Fragmento proporcionado:

============

¿Lo escucháis? No es el silencio. Ojalá. Es el ruido. Y la furia. Pero sobre todo el ruido, el ensordecedor repiqueteo amplificado desde las redes. El estruendo de algunas cacerolas fuera de cocinas. El vociferante “debate” oficial. Pero es un ruido sordo, ininteligible, como si la comanda la cantara Henry Rollins harto de carajillos.
Y así, con el noise como banda sonora de la desescalada, no hay quien guise una opinión al chup chup. Pocos mundillos como el del comer y beber generan tanto bit. Sin casi fake news ni de un Merlos Place que llevarnos a la boca, aunque mejores cosas tenemos que llevarnos, que de bocazas vamos servidos. Repasemos, que hay ración para todos. Con las manos desinfectadas, por favor, y si es con hidrogel procedente de alguna destilería cercana, que así sea. Ahora mismo, unos se activan como pueden y otros se paran a pensar en (el) más allá. El momento es crítico: la hostelería vive un impacto total, se ve en peligro de muerte.
Pero la gastronomía es algo más, lo impregna todo y trasciende sectores, por lo que la seguiremos celebrando, confinados o no. Que cunda el puchero, el aperitivo y, ejem, el “valor añadido” de las personas.
Porque el bar y el restaurante siguen a verlas venir. En Corea volvieron a cerrar, en un mal síntoma. En alguno de Tailandia sientan a comensales junto a osos de peluche, mientras en uno de Washington la distancia social se establece con maniquíes de época o en uno de Carolina del Sur con muñecas hinchables algo espeluznantes. Para repeluco, esos simpatizantes de Trump que entran en un Subway a pedir un bocadillo con el bazoka en bandolera. Toda una garantía de que nadie se te arrime a toserte fuerte y no la de ese restaurante sueco de una única mesa aislada en el campo. Menudo aburrimiento.
Ay, el cum edere de voz latina, ese “comer con” que puede estar en cuestión (como todo). Comemos para compartir, una necesidad tan nuestra que socializa el acto de tragar. Aun así, podrían llegar consecuencias beneficiosas. Tejer una red de barrio en torno a la alimentación ya estaba sobre la mesa. Si el pequeño comercio o los mercados entrarían en las órbitas concéntricas fuera del núcleo urbano, ¿por qué no los restaurantes? ¿O los bares e incluso las coctelerías? ¡Coctelerías de barrio ya, copón!
No se trata de frivolizar, vistas las colas para hacerse con bolsas de comida en barrios como Aluche. Pero es que tememos que la criba de restaurantes que anticipaba la burbuja pre-Covid sea ahora descarnada, y no por los mejores motivos. La tosta de aguacate seguirá ahí cuando todo pase pero no así muchos negocios de siempre que se habrán esfumado cuando salgamos de casa, que viven al día y nunca fueron instagrameables.

============

Extracto de datos:
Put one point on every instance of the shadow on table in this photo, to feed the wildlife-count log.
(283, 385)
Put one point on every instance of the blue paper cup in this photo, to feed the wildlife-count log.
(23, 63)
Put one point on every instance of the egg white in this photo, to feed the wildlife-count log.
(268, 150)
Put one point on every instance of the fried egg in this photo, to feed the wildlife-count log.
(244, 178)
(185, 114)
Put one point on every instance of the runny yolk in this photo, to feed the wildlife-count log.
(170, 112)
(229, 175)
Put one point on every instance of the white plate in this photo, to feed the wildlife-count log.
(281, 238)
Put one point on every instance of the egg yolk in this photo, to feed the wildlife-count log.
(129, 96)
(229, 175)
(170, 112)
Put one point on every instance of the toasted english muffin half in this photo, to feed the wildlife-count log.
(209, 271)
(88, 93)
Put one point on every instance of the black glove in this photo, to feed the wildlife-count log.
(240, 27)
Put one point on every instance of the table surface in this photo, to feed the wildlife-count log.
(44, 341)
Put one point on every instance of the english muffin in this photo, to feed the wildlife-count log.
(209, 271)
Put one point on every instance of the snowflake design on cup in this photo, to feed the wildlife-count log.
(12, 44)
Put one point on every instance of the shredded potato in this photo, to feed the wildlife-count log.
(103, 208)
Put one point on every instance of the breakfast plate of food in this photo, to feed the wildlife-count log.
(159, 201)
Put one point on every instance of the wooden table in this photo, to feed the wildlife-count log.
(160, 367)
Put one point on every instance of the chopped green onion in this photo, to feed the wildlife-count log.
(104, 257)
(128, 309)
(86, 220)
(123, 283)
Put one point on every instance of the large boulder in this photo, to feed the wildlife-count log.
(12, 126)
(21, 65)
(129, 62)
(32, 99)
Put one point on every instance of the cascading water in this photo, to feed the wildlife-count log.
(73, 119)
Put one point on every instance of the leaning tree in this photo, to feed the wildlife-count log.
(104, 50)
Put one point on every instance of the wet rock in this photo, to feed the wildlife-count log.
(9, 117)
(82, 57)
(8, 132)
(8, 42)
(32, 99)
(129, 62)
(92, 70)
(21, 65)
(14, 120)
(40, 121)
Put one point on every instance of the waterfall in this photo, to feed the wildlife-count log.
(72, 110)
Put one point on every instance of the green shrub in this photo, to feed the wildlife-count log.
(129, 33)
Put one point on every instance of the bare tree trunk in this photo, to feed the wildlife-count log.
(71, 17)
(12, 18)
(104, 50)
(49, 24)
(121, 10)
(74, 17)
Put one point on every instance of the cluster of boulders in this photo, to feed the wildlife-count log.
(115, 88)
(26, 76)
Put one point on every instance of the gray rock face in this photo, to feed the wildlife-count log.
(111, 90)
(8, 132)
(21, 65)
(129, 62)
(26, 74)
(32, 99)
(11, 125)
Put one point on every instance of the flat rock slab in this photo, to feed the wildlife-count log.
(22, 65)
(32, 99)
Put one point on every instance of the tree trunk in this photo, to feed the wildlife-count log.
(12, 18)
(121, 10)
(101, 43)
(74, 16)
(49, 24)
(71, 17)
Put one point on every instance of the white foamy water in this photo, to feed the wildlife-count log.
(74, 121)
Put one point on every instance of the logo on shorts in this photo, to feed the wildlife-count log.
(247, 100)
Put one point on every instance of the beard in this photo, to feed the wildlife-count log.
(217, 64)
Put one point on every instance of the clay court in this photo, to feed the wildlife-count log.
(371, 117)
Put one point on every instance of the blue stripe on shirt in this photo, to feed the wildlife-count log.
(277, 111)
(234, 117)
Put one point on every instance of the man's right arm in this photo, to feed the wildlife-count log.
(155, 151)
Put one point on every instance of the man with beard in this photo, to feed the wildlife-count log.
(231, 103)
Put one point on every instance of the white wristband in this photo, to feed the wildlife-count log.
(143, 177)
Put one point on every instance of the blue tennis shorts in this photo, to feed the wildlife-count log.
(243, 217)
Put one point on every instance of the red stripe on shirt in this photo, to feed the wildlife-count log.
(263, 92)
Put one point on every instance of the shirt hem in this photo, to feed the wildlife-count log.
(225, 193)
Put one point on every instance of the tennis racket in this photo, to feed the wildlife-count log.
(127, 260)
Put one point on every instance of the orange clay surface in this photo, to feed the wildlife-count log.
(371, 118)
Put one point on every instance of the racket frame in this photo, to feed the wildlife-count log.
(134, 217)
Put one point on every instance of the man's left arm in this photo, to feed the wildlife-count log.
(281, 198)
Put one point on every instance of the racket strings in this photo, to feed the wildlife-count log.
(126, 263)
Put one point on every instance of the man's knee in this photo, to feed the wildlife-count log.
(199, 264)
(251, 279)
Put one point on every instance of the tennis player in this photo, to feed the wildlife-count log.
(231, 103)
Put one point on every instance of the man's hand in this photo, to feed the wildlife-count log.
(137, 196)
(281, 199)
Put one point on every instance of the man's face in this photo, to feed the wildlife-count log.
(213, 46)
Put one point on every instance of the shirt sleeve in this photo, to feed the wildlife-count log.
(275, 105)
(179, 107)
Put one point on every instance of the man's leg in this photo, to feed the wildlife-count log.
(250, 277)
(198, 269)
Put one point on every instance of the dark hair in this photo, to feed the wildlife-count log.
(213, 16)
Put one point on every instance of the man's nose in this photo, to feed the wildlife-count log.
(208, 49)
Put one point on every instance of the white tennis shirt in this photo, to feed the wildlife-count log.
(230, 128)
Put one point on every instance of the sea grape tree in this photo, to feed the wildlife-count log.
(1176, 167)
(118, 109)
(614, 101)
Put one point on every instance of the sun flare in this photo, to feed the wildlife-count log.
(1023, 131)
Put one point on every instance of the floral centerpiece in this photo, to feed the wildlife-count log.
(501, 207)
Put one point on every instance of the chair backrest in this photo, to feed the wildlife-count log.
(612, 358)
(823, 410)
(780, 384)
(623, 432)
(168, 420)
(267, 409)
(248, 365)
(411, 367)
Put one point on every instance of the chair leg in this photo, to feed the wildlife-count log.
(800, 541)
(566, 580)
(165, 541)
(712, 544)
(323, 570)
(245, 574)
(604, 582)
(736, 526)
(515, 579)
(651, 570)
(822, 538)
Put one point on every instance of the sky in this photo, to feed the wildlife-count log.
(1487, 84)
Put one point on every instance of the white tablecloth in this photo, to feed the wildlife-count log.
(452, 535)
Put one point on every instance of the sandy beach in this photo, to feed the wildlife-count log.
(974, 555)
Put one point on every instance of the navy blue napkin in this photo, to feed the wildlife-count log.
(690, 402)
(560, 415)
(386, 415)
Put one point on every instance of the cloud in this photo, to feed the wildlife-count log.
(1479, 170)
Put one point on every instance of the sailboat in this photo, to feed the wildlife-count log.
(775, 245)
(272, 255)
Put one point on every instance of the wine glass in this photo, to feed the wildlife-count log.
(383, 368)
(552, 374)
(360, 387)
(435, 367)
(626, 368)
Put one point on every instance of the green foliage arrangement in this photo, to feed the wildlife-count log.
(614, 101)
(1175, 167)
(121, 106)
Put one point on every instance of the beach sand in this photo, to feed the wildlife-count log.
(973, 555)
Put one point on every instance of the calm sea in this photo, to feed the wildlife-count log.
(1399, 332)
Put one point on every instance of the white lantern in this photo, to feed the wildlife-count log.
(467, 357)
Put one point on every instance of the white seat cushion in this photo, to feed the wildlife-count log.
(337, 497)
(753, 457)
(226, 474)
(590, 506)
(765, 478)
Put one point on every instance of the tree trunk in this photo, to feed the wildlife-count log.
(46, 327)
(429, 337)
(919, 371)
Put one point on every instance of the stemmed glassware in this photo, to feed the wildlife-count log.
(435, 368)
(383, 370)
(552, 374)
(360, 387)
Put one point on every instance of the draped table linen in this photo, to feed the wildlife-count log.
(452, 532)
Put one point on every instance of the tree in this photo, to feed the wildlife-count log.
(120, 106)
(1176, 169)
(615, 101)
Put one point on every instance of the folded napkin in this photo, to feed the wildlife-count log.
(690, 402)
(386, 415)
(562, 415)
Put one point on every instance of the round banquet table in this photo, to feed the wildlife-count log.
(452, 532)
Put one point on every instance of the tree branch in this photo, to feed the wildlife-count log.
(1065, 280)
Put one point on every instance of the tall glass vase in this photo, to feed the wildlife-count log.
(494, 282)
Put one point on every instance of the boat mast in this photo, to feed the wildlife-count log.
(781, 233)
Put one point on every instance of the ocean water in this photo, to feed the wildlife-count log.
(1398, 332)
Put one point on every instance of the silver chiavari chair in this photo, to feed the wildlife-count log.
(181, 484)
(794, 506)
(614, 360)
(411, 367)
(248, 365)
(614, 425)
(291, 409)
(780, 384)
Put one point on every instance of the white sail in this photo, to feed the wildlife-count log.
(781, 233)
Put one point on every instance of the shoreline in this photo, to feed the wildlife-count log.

============

Cómo resolverla:
Retoma el artículo sobre la hostelería durante la desescalada y continúalo después de su última frase. Este material no tiene ningún papel aquí.

Respuesta:
¿Reaprenderemos a disfrutar de la experiencia sin la obsesión por compartirla con desconocidos? En ese futuro puede que las cartas de los restaurantes estén mejor contadas o que la cerveza sea tirada por brazos robóticos. Puede que el cliente tenga la razón sí o sí desplazando la vanidad del chef de su eje gravitacional. ¿Hemos recordado ya que Adrià sigue empeñado en parecerse a su personaje chanante?
Sí sabemos que Noma, el templo gastronómico danés, reabre en formato casual sin que lo reconozca ni la madre de Redzepi, que nos vamos a poner finos y gochos con El Goxo, el reparto de platos caseros con el sello de David Muñoz, que nos hemos comido las gallinejas de Casa Enriqueta en take away el mismo día que se cumplía el 80 aniversario del primer McDonald’s. O que cuando empezábamos a concienciarnos de su impacto contaminante, el maldito bicho ha terminado por enterrarnos en plástico profiláctico.
¿Y quién será esencial? En la web Eater descubrimos que hacerse un Kortajarena no es tan raro. “¡Estoy arriesgando mi salud por tu comida grasienta!” exclama la autora de este relato de realidad anti-heroica, una camarera que como trabajadora “esencial” pide reposicionar nuestra empatía hacia esos trabajos “poco cualificados”: reponedores, cajeros, agricultores, pastores… La inmigración, el mantenimiento del status quo, la beneficencia como lavado de imagen, los porcentajes de las plataformas tecnológicas de pedidos… Casi nada.
Por eso satisface colaborar con @eljardindelcocinero, para que, al grito de “nos ponemos en marcha”, el flujo de sus flores comestibles no decaiga. Otros se las arreglan para activar sus terrazas y servicios delivery. Pero otros prefieren esperar (si se lo pueden permitir) a que escampe, parar para coger impulso y no dar un mal paso. Reflexionar, pensar, respirar. Nos hace falta a todos.